» Assigned task
Although the entries contain pictures, copy only their text, exactly as written.

» Saved entries
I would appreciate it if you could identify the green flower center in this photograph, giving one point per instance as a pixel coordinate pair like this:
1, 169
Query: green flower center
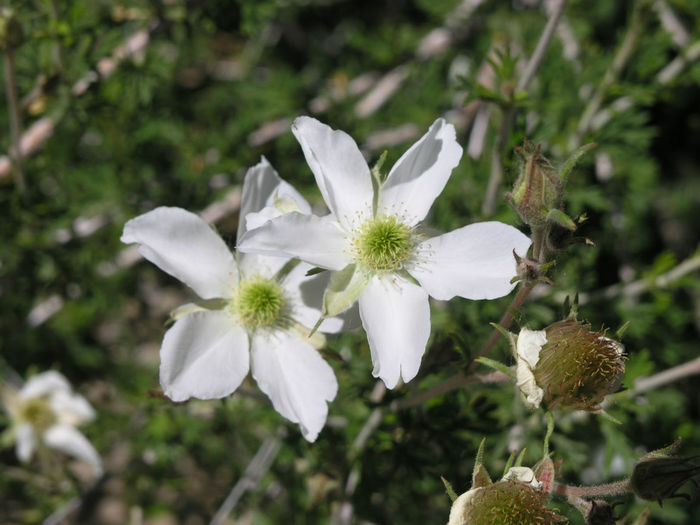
384, 244
37, 412
260, 302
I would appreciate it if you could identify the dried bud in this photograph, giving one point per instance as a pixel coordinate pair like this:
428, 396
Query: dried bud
538, 188
11, 34
567, 366
658, 475
514, 500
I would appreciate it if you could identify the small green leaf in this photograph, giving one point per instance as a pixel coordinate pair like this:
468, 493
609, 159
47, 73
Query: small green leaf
497, 365
343, 290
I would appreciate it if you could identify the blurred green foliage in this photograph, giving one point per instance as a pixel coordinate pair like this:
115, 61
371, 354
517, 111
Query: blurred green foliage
178, 123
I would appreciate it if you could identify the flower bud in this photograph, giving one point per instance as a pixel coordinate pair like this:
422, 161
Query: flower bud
11, 34
538, 188
567, 366
658, 475
514, 500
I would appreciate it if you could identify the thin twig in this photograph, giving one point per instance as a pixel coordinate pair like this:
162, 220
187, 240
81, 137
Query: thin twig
635, 288
541, 48
645, 384
15, 122
64, 512
254, 472
464, 378
620, 59
501, 143
344, 512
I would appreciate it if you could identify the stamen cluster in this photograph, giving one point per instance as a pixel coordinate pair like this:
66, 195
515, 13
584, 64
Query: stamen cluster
259, 303
383, 244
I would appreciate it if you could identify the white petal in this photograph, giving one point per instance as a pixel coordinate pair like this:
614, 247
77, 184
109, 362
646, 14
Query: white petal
396, 316
261, 188
69, 440
528, 349
44, 384
25, 442
421, 173
204, 355
474, 262
524, 475
340, 169
183, 245
306, 293
317, 240
71, 409
296, 378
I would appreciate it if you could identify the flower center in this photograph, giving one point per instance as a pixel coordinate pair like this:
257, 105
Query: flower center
384, 244
259, 302
38, 413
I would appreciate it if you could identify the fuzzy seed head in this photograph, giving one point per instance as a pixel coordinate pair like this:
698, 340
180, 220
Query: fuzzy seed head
577, 368
37, 412
537, 189
383, 244
509, 503
259, 303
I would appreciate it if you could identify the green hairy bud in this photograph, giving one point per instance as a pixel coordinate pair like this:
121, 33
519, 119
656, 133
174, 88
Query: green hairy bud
538, 188
568, 366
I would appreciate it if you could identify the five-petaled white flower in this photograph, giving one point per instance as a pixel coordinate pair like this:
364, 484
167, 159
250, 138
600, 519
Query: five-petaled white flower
253, 312
46, 411
371, 239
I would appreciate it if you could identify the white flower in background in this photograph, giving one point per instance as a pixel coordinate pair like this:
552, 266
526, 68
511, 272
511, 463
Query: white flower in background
46, 411
528, 348
371, 239
254, 311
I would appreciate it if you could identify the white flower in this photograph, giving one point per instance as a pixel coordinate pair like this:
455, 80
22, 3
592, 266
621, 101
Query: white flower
373, 238
528, 347
45, 410
254, 311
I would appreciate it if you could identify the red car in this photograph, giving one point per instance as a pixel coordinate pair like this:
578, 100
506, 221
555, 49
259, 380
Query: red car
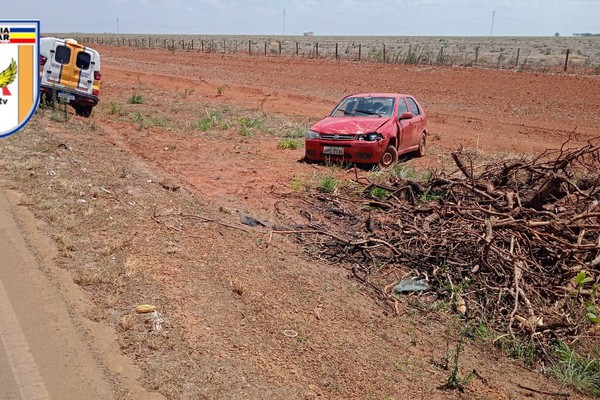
370, 128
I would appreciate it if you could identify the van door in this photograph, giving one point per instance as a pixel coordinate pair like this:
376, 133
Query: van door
71, 67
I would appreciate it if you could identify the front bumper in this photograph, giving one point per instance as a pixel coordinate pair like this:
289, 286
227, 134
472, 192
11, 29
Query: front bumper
356, 151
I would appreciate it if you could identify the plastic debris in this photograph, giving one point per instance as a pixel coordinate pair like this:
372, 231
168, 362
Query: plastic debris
145, 308
411, 285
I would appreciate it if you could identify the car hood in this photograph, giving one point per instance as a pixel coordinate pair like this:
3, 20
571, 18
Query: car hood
349, 125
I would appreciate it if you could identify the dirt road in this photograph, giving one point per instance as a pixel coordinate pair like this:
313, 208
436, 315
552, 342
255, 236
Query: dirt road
47, 351
143, 206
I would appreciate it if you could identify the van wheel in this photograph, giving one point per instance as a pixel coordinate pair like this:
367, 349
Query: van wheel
389, 157
422, 146
83, 111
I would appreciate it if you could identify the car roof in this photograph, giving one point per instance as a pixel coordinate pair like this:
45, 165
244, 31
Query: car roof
377, 95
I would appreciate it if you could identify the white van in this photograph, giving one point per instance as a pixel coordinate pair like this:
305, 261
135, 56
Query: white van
69, 72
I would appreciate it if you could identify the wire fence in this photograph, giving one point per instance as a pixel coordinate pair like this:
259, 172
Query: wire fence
528, 56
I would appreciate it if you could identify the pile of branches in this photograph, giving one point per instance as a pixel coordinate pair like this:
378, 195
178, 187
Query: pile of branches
512, 243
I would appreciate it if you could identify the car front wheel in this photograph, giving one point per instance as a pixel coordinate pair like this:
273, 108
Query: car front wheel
389, 157
422, 146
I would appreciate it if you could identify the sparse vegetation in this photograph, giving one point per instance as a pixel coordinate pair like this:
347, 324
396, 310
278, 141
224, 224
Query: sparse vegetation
327, 184
289, 144
116, 108
136, 99
570, 368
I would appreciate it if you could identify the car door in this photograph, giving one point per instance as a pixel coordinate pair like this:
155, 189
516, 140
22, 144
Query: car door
417, 121
407, 127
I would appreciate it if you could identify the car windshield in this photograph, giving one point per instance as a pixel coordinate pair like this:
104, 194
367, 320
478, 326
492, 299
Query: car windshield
365, 107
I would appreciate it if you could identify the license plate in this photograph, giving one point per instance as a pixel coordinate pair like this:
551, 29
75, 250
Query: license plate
66, 96
334, 151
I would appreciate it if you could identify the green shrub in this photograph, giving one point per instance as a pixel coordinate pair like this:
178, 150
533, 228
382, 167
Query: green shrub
572, 369
327, 184
289, 144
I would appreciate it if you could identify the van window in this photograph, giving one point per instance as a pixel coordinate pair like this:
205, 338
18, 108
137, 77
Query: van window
83, 60
62, 55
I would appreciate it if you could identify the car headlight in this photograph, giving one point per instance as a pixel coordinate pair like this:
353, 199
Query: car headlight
369, 137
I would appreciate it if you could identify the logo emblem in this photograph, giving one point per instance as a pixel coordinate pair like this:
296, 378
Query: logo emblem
19, 73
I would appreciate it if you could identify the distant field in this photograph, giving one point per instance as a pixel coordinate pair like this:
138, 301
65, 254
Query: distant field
524, 53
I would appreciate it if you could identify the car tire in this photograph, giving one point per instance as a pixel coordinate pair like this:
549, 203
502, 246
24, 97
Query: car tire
83, 111
389, 157
422, 146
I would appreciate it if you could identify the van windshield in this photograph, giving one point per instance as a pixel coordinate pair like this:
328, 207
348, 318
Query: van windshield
62, 55
83, 60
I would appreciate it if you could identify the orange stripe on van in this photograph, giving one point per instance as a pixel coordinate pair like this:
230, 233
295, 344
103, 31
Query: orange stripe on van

» Exercise solution
I would appreciate it if you could identify the green flower center in this photograph, giving one point per instance as a pixel coordinate pair like this:
1, 169
Query: green flower center
384, 244
37, 412
260, 302
I would appreciate it if you could identify the dried bud in this photograph, giving one point per instance as a pixel coordinate pair like this:
428, 396
Query: dried bud
538, 188
11, 34
567, 366
658, 475
514, 500
I would appreciate it if you could identify the small green leaf in this photograph, giving one point per instance as a pixel coordinate pair like this:
468, 493
609, 159
47, 73
Query: small green leaf
497, 365
343, 290
I would appreciate it if you could identify the blurred green foliage in this photograph, giving one point per instance as a pixel coordinate pair like this:
115, 61
371, 354
517, 111
Query: blurred green foliage
178, 123
I would appreciate it if you could identify the flower bud in this photograph, giving one point per instance as a pixel coordinate pair like this:
422, 161
Query: flower bud
11, 34
538, 188
567, 366
658, 475
514, 500
I would appreciate it if you could identify the thin twig in this photograph, giving one point per instance as a pixel coordinate pair like this:
162, 220
187, 240
81, 137
Query: thin twig
635, 288
541, 48
645, 384
15, 122
64, 512
254, 472
464, 378
620, 59
501, 143
344, 512
I would appreciate it if you could identify the stamen cluster in this photograph, giving one point per instance as a pixel coordinate pair like this:
66, 195
515, 13
584, 64
Query: stamen cluster
259, 303
383, 244
I would appreciate it if you could identify the white petal in this photograph, giving one point per instance as a pixel coordinate pair like this:
614, 247
77, 184
109, 362
646, 14
Query: white petal
396, 316
261, 188
69, 440
528, 349
44, 384
25, 442
421, 173
204, 355
474, 262
524, 475
340, 169
183, 245
306, 293
317, 240
71, 409
296, 378
I would appreciate it if you could identify the flower center in this photograph, giving one point per instance as a pixel coordinate pair like this:
257, 105
Query: flower center
384, 244
259, 302
38, 413
I would appreciate it if you could identify the fuzzy seed head in this photograph, giving one point per instance as a pixel coordinate pair like this:
698, 340
180, 220
Query: fuzzy seed head
577, 368
37, 412
537, 189
383, 244
509, 503
259, 303
I would appreciate it if you could identify the green hairy bud in this photograph, giving one point per instance as a pixel coordinate pair like this:
121, 33
519, 119
656, 133
174, 88
Query: green hairy bud
538, 188
568, 366
I would appreciate it if you could identify the five-petaled white flower in this photograph, giving one point per instance as a pixel coordinate pair like this:
364, 484
167, 159
250, 138
600, 519
Query: five-petaled white flower
253, 312
46, 411
371, 239
I would appreciate it if you could identify the white flower in background in this photograph, giving one point per instance as a pixel coordinate pair like this:
552, 266
526, 68
511, 272
511, 463
Query: white flower in background
46, 411
528, 348
371, 239
254, 311
I would appreciate it if you could identify the white flower in this photograph, giving one point per instance as a pixel coordinate pair like this:
455, 80
22, 3
592, 266
621, 101
Query: white flower
373, 238
528, 347
45, 410
254, 311
I would appreciate it if you could identify the red car in this photograph, giving one point per instance as a pixel coordinate pair like this:
578, 100
506, 221
555, 49
259, 380
Query: red car
370, 128
I would appreciate it if you could identify the van door in this photograph, giving one point per instance as a pixel coordinate pair like this:
376, 133
Query: van door
71, 67
I would appreciate it if you could identify the front bumper in this photograph, giving one point per instance as a pixel coordinate pair like this:
289, 286
227, 134
472, 192
11, 29
Query: front bumper
356, 151
I would appreciate it if you could identify the plastic debris in this photograph, giving one point per instance as a pixel coordinate pair like this:
372, 231
168, 362
Query: plastic debris
145, 308
411, 285
I would appreciate it if you could identify the car hood in this photograph, giving one point per instance as a pixel coordinate pair like this:
3, 20
571, 18
Query: car hood
349, 125
I would appreciate it if you could identify the dirt road in this photograph, giving one point per instance as a pixel coordinate pair like this:
313, 208
436, 315
552, 342
255, 236
Query: dirt road
47, 351
143, 206
I would appreciate it if you could identify the van wheel in this photograph, giving one point per instance as a pixel coordinate pair like this:
367, 349
Query: van wheel
389, 157
422, 146
83, 111
I would appreciate it if you could identify the car roof in this photograph, giving one point per instance as a pixel coordinate pair like this:
45, 165
244, 31
Query: car roof
377, 95
I would appreciate it if you could identify the white van in this photograph, giving one point per instance as a pixel coordinate pair like this:
305, 261
135, 56
Query: white van
69, 72
I would appreciate it if you could identify the wire fence in this photograph, giving one point per instance as a pixel coordinate pair like this:
259, 172
Query: wire fence
528, 56
I would appreciate it if you could identify the pile of branches in this photograph, giving one point per instance as a pixel coordinate pair like this:
378, 195
178, 187
Query: pile of branches
512, 243
I would appreciate it if you could identify the car front wheel in this photograph, giving one point per instance as a pixel coordinate pair like this:
273, 108
Query: car front wheel
389, 157
422, 146
I would appreciate it if you could identify the sparse vegetation in this photograph, giving one point per instance as a pixel coordinate pair like this:
347, 324
396, 310
278, 141
224, 224
Query: sparse vegetation
327, 184
289, 144
116, 108
136, 99
570, 368
I would appreciate it if you could identify the car door in this photograph, giving one point per instance as a pixel coordinate pair like this:
155, 189
516, 140
22, 144
Query: car door
417, 121
407, 127
I would appreciate it if you could identify the car windshield in this photograph, giving one point per instance as a pixel coordinate pair like this:
104, 194
367, 320
478, 326
492, 299
Query: car windshield
365, 107
I would appreciate it if you could identify the license plate in this photograph, giving one point per instance as a pixel coordinate pair like this:
551, 29
75, 250
Query: license plate
66, 96
334, 151
I would appreciate it if you could identify the green shrub in this photograph, giving one point per instance as a pixel coordinate pair like this:
178, 150
533, 228
382, 167
Query: green shrub
572, 369
327, 184
289, 144
I would appreciate it if you could identify the van window in this photograph, giving one point per instance as a pixel coordinate pair like this:
205, 338
18, 108
137, 77
Query: van window
83, 60
62, 55
I would appreciate it if you could identify the car headlight in this photograph, giving one point per instance as a pixel coordinate pair like this:
353, 199
Query: car headlight
369, 137
I would appreciate it if you could identify the logo emblem in this photograph, giving one point per instance as a pixel coordinate pair like this:
296, 378
Query: logo emblem
19, 73
I would appreciate it if you could identify the distant field in this photograph, giving one point per instance as a pixel coordinate pair like this:
138, 301
65, 254
Query: distant field
524, 53
I would appreciate it if you could identify the car tire in this photograph, giving one point per instance as a pixel coordinate pair like this:
549, 203
502, 246
24, 97
Query: car tire
83, 111
389, 157
422, 146
I would appreciate it if you could identify the van windshield in this photograph, giving one point per instance as a pixel coordinate pair like this:
328, 207
348, 318
Query: van windshield
62, 55
83, 60
I would appreciate it if you could identify the orange stripe on van in this photograph, giving one point per instance as a pixel coordinate pair like this:
230, 233
295, 344
103, 31
Query: orange stripe on van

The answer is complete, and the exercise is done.